Passage given →
--- --- ---
As of their respective dates, the Parent SEC Documents complied
in all material respects with the requirements of the Securities
Act or the Exchange Act, as the case may be, and the rules and
regulations of the SEC promulgated thereunder applicable to such
Parent SEC Documents, and none of the Parent SEC Documents
(including any and all consolidated financial statements included
therein) as of such date contained any untrue statement of a
material fact or omitted to state a material fact required to be
stated therein or necessary in order to make the statements
therein, in light of the circumstances under which they were
made, not misleading. Except to the extent set forth in Section
3.02(e) of the Parent Disclosure Schedule and except to the
extent revised or superseded by a subsequent filing with the SEC
(a copy of which has been provided to the Company prior to the
date of this Agreement), none of the Parent SEC Documents filed
by Parent since January 1, 1997 and prior to the date of this
Agreement (the "Recent Parent SEC Documents") contains any untrue
statement of a material fact or omits to state any material fact
required to be stated therein or necessary in order to make the
statements therein, in light of the circumstances under which
they were made, not misleading. The consolidated financial
statements of Parent included in such Recent Parent SEC Documents
comply as to form in all material respects with applicable
accounting requirements and the published rules and regulations
of the SEC with respect thereto, have been prepared in accordance
with generally accepted accounting principles (except, in the
case of unaudited consolidated quarterly statements, as permitted
by Form 10-Q of the SEC) applied on a consistent basis during the
periods involved (except as may be indicated in the notes
thereto) and fairly present the consolidated financial position
of Parent and its consolidated subsidiaries as of the dates
thereof and the consolidated results of their operations and cash
flows for the periods then ended (subject, in the case of
unaudited quarterly statements, to normal year-end audit
adjustments). Except as set forth in Schedule 3.02(e), at the
date of the most recent audited financial statements of Parent
included in the Recent Parent SEC Documents, neither Parent nor
any of its subsidiaries had, and since such date neither Parent
nor any of such subsidiaries has incurred, any liabilities or
obligations of any nature (whether accrued, absolute, contingent
or otherwise) which, individually or in the aggregate, could
reasonably be expected to have a material adverse effect with
respect to Parent.
(f) Information Supplied. None of the information
supplied or to be supplied by Parent or Sub for inclusion or
incorporation by reference in (i) the Form S-4 will, at the time
the Form S-4 is filed with the SEC, and at any time it is amended
or supplemented or at the time it becomes effective under the
Securities Act, contain any untrue statement of a material fact
or omit to state any material fact required to be stated therein
or necessary to make the statements therein not misleading, and
(ii) the Joint Proxy Statement will, at the date it is first
mailed to Parent's stockholders or at the time of the Parent
Stockholder Meeting (as defined in Section 5.01(c)), if such
meeting is being held, contain any untrue statement of a material
fact or omit to state any material fact required to be stated
therein or necessary in order to make the statements therein, in
light of the circumstances under which they are made, not
misleading. The Form S-4 will comply as to form in all material
respects with the requirements of the Securities Act and the
rules and regulations promulgated thereunder, except that no
representation or warranty is made by Parent or Sub with respect
to statements made or incorporated by reference therein based on
information supplied by the Company for inclusion or
incorporation by reference in the Form S-4.
--- --- ---
Extracted data →
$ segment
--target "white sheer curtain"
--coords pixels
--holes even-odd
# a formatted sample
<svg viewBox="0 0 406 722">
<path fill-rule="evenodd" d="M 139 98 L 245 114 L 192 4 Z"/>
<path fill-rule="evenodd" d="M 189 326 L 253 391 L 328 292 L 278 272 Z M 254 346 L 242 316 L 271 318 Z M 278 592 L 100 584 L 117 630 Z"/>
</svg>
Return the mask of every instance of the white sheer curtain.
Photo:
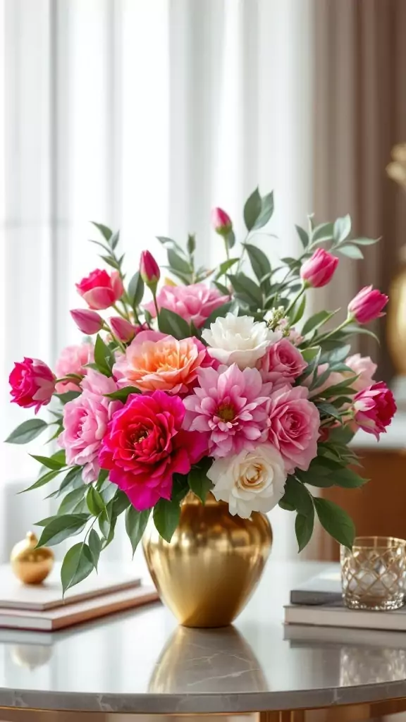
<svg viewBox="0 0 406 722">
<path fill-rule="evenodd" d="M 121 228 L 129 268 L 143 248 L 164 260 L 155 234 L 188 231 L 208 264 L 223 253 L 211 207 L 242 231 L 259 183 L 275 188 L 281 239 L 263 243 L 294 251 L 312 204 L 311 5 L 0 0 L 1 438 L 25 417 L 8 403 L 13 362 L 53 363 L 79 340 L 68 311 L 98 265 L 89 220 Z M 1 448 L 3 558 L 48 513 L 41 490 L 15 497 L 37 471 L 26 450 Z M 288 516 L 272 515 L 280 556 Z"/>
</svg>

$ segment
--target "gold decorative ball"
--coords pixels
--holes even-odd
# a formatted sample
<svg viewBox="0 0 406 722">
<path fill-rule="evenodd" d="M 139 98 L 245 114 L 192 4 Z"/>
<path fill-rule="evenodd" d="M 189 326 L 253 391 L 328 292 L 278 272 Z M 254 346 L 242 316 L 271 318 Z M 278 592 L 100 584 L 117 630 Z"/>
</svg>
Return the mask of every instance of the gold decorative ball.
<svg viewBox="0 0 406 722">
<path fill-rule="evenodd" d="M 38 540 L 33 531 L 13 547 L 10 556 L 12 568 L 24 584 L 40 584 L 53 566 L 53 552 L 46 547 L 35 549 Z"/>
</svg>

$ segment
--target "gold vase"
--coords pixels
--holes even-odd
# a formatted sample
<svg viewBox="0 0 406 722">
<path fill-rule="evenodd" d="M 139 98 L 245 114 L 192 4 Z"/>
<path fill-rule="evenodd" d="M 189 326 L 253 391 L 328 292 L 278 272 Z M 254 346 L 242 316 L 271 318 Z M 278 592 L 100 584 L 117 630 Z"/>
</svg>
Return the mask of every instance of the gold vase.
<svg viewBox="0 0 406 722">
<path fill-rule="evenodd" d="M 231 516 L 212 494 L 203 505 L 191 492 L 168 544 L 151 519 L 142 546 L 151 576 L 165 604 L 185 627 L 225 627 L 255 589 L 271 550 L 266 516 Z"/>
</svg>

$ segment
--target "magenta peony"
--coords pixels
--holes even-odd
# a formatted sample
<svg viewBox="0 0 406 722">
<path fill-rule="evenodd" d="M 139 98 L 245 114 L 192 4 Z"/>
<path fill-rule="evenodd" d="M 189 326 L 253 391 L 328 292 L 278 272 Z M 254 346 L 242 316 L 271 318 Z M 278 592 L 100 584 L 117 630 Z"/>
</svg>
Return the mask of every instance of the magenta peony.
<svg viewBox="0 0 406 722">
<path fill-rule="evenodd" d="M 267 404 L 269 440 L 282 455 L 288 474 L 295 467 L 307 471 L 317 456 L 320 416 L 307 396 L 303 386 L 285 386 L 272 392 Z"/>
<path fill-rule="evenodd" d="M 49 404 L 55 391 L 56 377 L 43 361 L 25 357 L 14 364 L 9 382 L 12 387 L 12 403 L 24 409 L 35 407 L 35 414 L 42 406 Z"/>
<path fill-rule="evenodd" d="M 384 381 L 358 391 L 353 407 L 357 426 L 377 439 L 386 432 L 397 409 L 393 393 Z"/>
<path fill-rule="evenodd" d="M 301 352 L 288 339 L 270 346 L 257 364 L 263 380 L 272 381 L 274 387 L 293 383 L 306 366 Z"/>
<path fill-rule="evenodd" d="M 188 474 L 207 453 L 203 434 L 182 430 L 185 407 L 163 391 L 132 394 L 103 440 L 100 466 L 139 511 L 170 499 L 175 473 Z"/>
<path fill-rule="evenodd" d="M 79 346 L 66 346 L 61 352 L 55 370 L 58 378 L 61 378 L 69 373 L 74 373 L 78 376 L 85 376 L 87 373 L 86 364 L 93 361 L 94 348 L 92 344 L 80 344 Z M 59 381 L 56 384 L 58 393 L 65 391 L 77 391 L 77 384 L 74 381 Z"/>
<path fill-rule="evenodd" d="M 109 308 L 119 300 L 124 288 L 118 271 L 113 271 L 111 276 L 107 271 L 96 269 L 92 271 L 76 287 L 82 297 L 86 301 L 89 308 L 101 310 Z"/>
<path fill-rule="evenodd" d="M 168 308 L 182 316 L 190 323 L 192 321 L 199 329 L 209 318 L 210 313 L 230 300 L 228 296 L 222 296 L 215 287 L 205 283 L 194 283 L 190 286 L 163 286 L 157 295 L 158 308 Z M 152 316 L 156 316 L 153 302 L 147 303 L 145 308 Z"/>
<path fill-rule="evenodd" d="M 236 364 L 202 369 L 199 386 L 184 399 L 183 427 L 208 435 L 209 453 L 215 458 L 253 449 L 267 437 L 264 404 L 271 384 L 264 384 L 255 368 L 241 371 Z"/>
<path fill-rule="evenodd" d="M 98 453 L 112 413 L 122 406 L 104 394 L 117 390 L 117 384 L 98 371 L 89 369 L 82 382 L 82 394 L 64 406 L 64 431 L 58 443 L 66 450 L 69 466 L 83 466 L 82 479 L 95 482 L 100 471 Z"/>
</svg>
--- --- ---
Exercise A →
Find each line of the listing that contains the string "instance", matching case exactly, and copy those lines.
Exercise B →
Write the next part of the passage on Parent's SEC filings, picking up right after its last sentence.
The passage on Parent's SEC filings and the listing come from unrelated sources.

Final result A →
Return the mask of every instance of the white sheer curtain.
Return the mask of every instance of the gold decorative ball.
Return the mask of every instance of the gold vase.
Return the mask of every instance of the magenta peony.

Final result B →
(g) Absence of Certain Changes or Events. Except as
disclosed in Section 3.02(g) of the Disclosure Schedule or, in
the case of clause (ii), except as included in the Recent Parent
SEC Documents, since the date of the most recent audited
financial statements included in such Recent Parent SEC Documents
(or, in the case of clauses (i) and (iii), since June 30, 1997),
Parent has conducted its business in all material respects only
in the ordinary course consistent with past practice, and there
is not and has not been (i) any material adverse change with
respect to Parent (except for changes generally applicable to the
economy in general and the specific industry in which Parent
operates); (ii) any condition, event or occurrence which,
individually or in the aggregate, could reasonably be expected to
have a material adverse effect or give rise to a material adverse
change with respect to Parent; (iii) any event which, if it had
taken place following the execution of this Agreement, would not
have been permitted by Section 4.02 without the prior consent of
the Company; or (iv) any condition, event or occurrence which
could reasonably be expected to prevent or materially delay the
ability of Parent to consummate the transactions contemplated by
this Agreement.
(h) Brokers. No broker, investment banker, financial
advisor or other person other than Lazard Freres & Co. LLC is
entitled to any broker's, finder's, financial advisor's or other
similar fee or commission in connection with the transactions
contemplated by this Agreement based upon arrangements made by or
on behalf of Parent.
(i) Opinion of Financial Advisor. Parent has received
the opinion of Lazard Freres & Co. LLC, dated the date of this
Agreement, to the effect that the Exchange Ratio in connection
with the Exchange and the Merger, taken as a whole, is fair, from
a financial point of view, to Parent and the holders of the
Parent Class A Common Stock.
(j) Required Parent Stockholder Vote. The issuance of
shares in connection with the transactions contemplated hereby
would, to the extent required by the applicable regulations of
the NYSE, require the affirmative vote of the holders of a
majority of the shares of Parent Class A Common Stock present in
person or represented by proxy and entitled to vote at the Parent
Stockholder Meeting. The stockholder action specified above is
collectively referred to as the "Parent Stockholder Approval."
(k) Interim Operations of Sub. Sub was formed on
September 18, 1997 solely for the purpose of engaging in the
transactions contemplated hereby and, in all material respects,
has engaged in no other business activities and has conducted its
operations only as contemplated hereby, except that Sub is
required in accordance with the terms of the existing bank credit
agreement of Warnaco Inc., a wholly owned subsidiary of Parent,
to guarantee Warnaco Inc.'s obligations thereunder.
(l) Board Recommendation. The Board of Directors of
Parent, at a meeting duly called and held, has (i) determined
that this Agreement and the transactions contemplated hereby,
including the issuance of shares of Parent Class A Common Stock
in the Merger and the Exchange, are fair to and in the best
interests of the stockholders of Parent, and (ii) resolved to
recommend that the holders of the shares of Parent Class A Common
Stock approve the issuance of shares of Parent Class A Common
Stock in connection with the Merger and the transactions
contemplated hereby.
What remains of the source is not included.